— Start TEXT —

[Lingtyp] homeostatic property clusters

Bohnemeyer, Juergen jb77 at buffalo.edu
Sun Feb 7 15:35:47 UTC 2021


Dear all — I agree with Bill and Nikolaus (et al.) that it is an important goal for both descriptive linguistics and typology to make our etic (comparative) and emic (descriptive) categories “talk to one another” as much as possible. I believe the way to do this is to decompose both etic and emic categories into fine-grained property bundles that include semantic/pragmatic/cognitive propertied (as Bill points out). This allows us to determine both how, say, the English and German past tenses differ from one another and what they have in common. 

However. Will this approach — making etic and emic categories be themselves maximally comparable — then do away with the need to maintain the etic-emic distinction in descriptive and typological research?

It seems to me rather blatantly obvious that the answer to that question must be resounding NO!

And there I agree with Martin.  

Best — Juergen


> On Feb 7, 2021, at 4:47 AM, Nikolaus P Himmelmann <n.himmelmann at uni-koeln.de> wrote:
> 
> Thanks Bill
> 
> On 2/6/2021 8:38 PM, William Croft wrote:
>>     I agree with that critique (see Croft 2001). But if we take a functionalist, usage-based, constructional approach to language description, then I think that "descriptive categories" will be rather different from what Martin refers to, and will turn out to have more in common with comparative concepts. After all, meanings and discourse functions are part of language-specific description; a usage-based view of constructions and the roles they define would not posit abstract language-specific categories but a conceptual space of uses that are comparable across languages; and the universals found in typological research both define and constrain relations between language-specific constructions, including their variation and evolution (see Croft 2001, 2013). And I think that a lot of language description does much of this in practice, even if the authors aren't particularly concerned about these theoretical issues.

— End TEXT —
— Start RECORDS PROVIDED —

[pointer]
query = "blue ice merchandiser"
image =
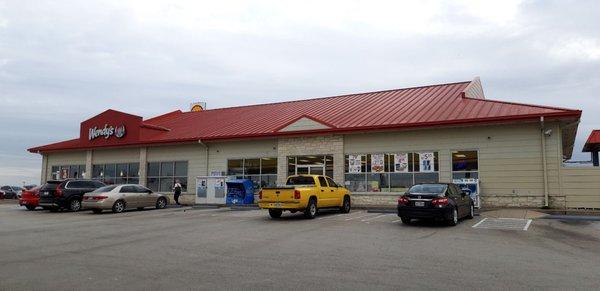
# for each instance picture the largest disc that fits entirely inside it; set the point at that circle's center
(240, 191)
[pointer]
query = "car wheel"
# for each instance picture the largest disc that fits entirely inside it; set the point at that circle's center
(74, 205)
(346, 206)
(275, 213)
(161, 203)
(311, 209)
(119, 206)
(471, 212)
(454, 219)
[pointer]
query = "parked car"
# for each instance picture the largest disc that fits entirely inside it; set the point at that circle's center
(435, 201)
(120, 197)
(30, 198)
(307, 193)
(11, 192)
(66, 194)
(29, 187)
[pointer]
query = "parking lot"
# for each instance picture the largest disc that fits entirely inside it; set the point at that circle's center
(181, 248)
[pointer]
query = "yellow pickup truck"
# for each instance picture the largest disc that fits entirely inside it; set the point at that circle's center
(307, 193)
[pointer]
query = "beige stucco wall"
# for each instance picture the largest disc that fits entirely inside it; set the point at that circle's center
(193, 153)
(112, 156)
(63, 159)
(220, 152)
(315, 145)
(510, 157)
(581, 187)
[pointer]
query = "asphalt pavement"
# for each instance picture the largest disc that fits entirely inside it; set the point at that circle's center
(183, 249)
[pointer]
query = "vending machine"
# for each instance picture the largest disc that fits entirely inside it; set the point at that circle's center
(211, 189)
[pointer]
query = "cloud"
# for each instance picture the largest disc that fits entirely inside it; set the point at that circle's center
(61, 63)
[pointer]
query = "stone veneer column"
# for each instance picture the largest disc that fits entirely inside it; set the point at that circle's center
(89, 155)
(143, 165)
(445, 166)
(44, 174)
(314, 145)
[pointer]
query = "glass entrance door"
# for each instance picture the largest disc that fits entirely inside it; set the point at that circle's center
(310, 170)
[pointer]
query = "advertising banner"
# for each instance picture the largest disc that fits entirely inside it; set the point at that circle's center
(426, 162)
(377, 163)
(354, 164)
(401, 163)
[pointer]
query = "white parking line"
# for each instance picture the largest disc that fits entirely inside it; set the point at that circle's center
(329, 216)
(356, 217)
(373, 218)
(527, 225)
(480, 222)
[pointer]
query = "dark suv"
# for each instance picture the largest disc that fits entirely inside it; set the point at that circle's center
(66, 194)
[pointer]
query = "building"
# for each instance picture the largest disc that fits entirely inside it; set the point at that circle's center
(592, 145)
(376, 143)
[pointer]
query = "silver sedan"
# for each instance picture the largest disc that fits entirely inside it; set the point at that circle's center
(120, 197)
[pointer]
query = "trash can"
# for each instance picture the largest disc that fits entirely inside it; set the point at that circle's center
(240, 191)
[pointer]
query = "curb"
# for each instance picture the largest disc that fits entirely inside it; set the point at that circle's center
(572, 217)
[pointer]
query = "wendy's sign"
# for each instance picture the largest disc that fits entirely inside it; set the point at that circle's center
(110, 128)
(106, 132)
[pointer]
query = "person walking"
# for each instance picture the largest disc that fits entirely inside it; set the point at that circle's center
(177, 191)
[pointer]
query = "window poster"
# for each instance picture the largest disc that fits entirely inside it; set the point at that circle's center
(426, 163)
(354, 164)
(401, 163)
(377, 163)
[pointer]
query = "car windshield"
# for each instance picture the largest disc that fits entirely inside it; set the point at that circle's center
(105, 189)
(300, 180)
(427, 189)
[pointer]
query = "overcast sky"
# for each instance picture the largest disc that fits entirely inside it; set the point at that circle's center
(64, 61)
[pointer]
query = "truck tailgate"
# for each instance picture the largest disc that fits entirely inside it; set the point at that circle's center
(277, 195)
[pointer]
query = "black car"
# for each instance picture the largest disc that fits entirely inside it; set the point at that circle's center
(438, 201)
(66, 194)
(11, 192)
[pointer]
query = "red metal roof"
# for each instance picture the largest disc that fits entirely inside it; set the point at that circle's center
(593, 142)
(426, 106)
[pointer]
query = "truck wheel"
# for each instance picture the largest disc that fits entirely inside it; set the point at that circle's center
(311, 209)
(275, 213)
(346, 206)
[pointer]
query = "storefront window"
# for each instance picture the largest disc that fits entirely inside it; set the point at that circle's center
(262, 171)
(465, 165)
(162, 175)
(116, 173)
(68, 171)
(390, 172)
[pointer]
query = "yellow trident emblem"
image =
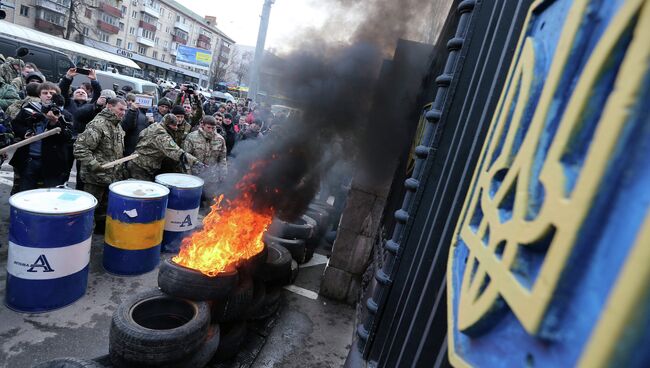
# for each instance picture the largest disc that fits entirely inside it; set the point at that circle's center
(540, 170)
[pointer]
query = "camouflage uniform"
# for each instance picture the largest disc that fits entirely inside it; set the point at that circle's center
(208, 148)
(100, 143)
(156, 144)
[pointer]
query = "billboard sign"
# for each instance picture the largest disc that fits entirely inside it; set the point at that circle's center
(194, 57)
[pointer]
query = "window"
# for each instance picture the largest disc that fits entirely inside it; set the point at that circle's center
(102, 36)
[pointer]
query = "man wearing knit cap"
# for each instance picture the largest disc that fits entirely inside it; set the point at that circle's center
(155, 145)
(164, 105)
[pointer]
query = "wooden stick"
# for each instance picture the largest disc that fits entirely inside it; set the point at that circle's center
(31, 139)
(119, 161)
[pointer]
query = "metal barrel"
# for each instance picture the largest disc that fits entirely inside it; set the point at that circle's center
(135, 219)
(50, 232)
(182, 212)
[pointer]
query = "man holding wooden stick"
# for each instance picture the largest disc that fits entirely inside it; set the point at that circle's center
(46, 162)
(102, 142)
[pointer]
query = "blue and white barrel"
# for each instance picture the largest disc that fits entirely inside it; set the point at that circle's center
(50, 232)
(135, 219)
(182, 209)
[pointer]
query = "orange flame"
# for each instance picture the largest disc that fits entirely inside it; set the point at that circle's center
(231, 233)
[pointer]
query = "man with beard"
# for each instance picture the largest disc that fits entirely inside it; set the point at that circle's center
(101, 142)
(229, 133)
(155, 144)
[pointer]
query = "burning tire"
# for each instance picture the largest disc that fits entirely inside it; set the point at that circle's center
(68, 363)
(321, 216)
(270, 304)
(253, 264)
(295, 246)
(277, 268)
(235, 305)
(153, 329)
(232, 336)
(187, 283)
(301, 228)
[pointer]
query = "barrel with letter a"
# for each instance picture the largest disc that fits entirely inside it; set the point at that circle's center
(182, 209)
(135, 219)
(50, 233)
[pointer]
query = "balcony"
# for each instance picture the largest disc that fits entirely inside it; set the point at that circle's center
(151, 10)
(203, 45)
(145, 41)
(148, 26)
(55, 7)
(107, 27)
(204, 38)
(183, 27)
(179, 39)
(111, 10)
(49, 26)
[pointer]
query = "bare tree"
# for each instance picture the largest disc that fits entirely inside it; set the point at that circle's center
(76, 13)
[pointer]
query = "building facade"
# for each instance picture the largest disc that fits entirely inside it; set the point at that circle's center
(147, 31)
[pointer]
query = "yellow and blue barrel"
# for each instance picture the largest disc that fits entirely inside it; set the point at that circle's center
(182, 212)
(135, 219)
(50, 232)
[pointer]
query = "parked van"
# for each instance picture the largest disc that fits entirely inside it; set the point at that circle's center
(52, 63)
(109, 79)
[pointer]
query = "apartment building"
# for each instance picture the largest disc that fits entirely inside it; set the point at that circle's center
(147, 31)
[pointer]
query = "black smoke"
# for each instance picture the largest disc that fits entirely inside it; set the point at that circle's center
(351, 116)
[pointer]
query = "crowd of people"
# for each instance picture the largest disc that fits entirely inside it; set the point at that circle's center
(184, 133)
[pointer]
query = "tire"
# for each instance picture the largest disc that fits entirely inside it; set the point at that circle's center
(302, 228)
(153, 329)
(295, 246)
(259, 299)
(269, 306)
(235, 305)
(187, 283)
(294, 271)
(277, 268)
(232, 337)
(253, 265)
(207, 351)
(68, 363)
(322, 218)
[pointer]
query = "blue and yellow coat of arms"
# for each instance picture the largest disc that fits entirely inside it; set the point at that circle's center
(549, 266)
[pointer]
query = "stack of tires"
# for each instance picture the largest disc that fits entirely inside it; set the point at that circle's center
(195, 319)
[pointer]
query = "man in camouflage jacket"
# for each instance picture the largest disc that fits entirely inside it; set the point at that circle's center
(101, 143)
(156, 144)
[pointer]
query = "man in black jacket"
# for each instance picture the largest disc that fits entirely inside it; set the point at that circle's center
(45, 162)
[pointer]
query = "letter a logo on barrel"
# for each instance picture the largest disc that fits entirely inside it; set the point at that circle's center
(41, 261)
(187, 221)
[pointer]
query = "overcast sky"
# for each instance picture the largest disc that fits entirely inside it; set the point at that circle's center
(240, 19)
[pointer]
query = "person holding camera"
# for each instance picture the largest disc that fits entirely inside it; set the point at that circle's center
(79, 96)
(44, 163)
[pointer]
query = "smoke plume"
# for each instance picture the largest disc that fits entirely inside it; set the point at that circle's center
(349, 118)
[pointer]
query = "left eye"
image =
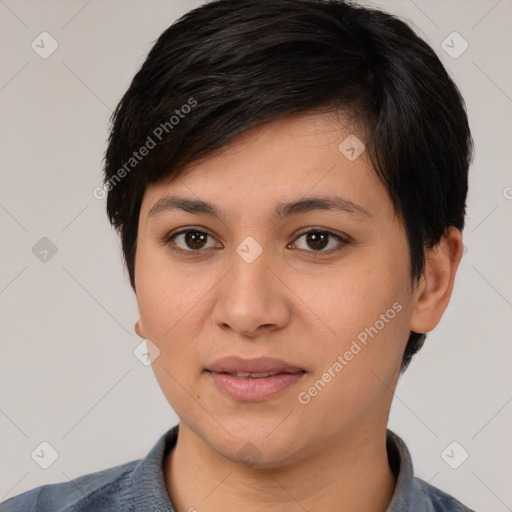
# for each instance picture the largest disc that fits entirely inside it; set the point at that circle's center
(318, 240)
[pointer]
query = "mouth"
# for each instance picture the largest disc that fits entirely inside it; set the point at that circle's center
(253, 380)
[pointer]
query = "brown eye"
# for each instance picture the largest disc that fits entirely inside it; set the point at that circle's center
(191, 240)
(317, 240)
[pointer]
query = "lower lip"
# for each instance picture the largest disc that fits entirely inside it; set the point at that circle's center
(247, 389)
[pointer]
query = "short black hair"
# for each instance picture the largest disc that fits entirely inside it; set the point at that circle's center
(231, 65)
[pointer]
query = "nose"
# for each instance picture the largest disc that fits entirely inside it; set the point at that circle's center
(252, 298)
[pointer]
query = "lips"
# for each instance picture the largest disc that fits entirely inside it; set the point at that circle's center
(252, 368)
(253, 380)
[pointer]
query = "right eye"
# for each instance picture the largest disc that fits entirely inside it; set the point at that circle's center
(190, 240)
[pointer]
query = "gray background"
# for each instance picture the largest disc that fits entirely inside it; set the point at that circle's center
(68, 373)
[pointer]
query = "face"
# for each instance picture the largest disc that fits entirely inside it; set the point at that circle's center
(325, 290)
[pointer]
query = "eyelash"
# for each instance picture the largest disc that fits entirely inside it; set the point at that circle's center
(168, 240)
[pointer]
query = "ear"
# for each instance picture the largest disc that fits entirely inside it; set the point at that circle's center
(139, 329)
(434, 289)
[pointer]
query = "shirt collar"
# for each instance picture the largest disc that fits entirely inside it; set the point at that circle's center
(150, 492)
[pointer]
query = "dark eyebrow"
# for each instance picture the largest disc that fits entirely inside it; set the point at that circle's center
(281, 211)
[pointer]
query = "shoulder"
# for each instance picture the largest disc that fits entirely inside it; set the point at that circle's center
(412, 493)
(437, 500)
(108, 489)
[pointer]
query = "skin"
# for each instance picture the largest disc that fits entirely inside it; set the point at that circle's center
(295, 303)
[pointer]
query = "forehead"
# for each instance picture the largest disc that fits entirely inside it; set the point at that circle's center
(290, 159)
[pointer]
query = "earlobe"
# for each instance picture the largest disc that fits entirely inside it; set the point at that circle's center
(435, 287)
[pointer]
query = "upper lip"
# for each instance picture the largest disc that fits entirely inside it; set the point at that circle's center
(235, 364)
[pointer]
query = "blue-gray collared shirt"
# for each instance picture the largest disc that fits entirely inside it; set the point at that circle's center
(139, 486)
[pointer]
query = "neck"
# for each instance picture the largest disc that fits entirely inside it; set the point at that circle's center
(350, 473)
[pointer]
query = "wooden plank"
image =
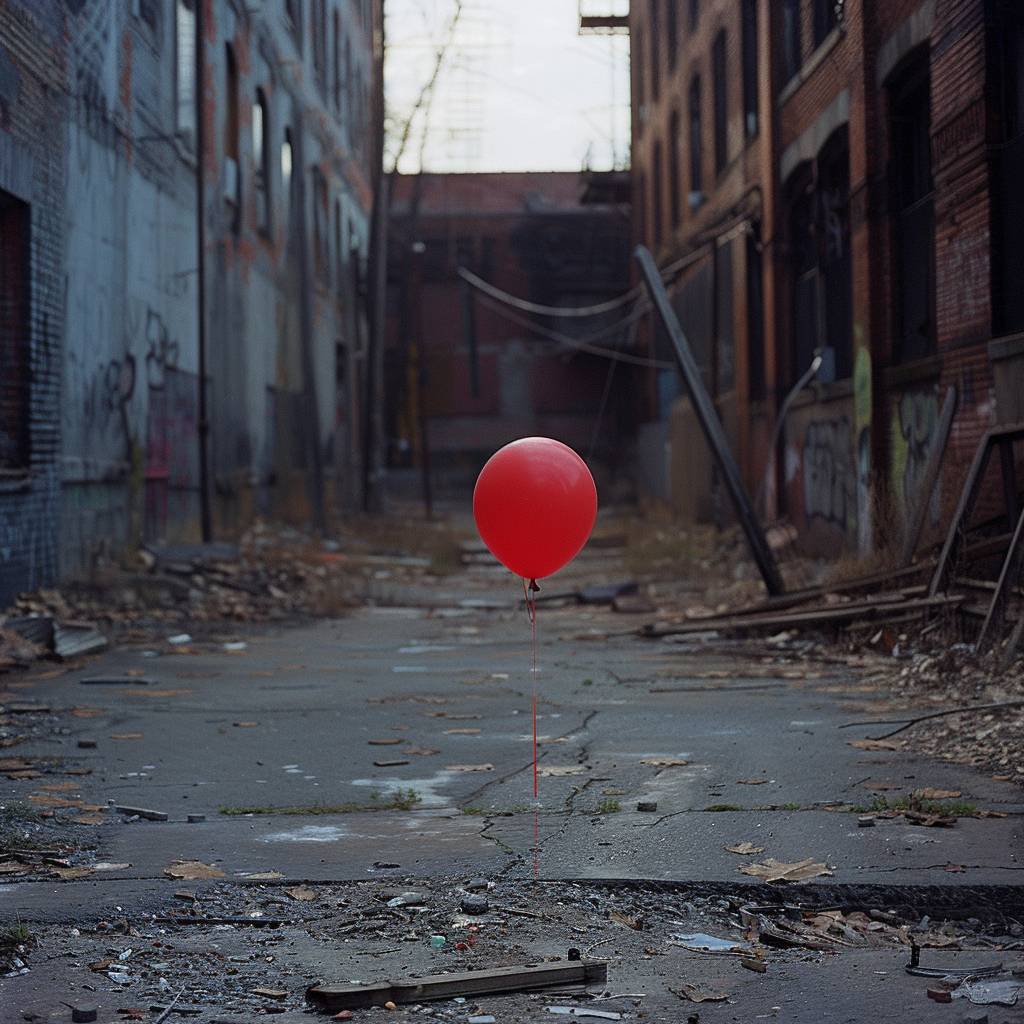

— End RECORDS PROVIDED —

## INSTRUCTIONS TO FOLLOW:
Replace "resounding" with "emphatic" in the post on etic and emic categories, then give the passage again. Begin at the words "However. Will this" and stop after "be resounding NO!". The records have no connection to the post on etic and emic categories.

## RESULT:
However. Will this approach — making etic and emic categories be themselves maximally comparable — then do away with the need to maintain the etic-emic distinction in descriptive and typological research?

It seems to me rather blatantly obvious that the answer to that question must be emphatic NO!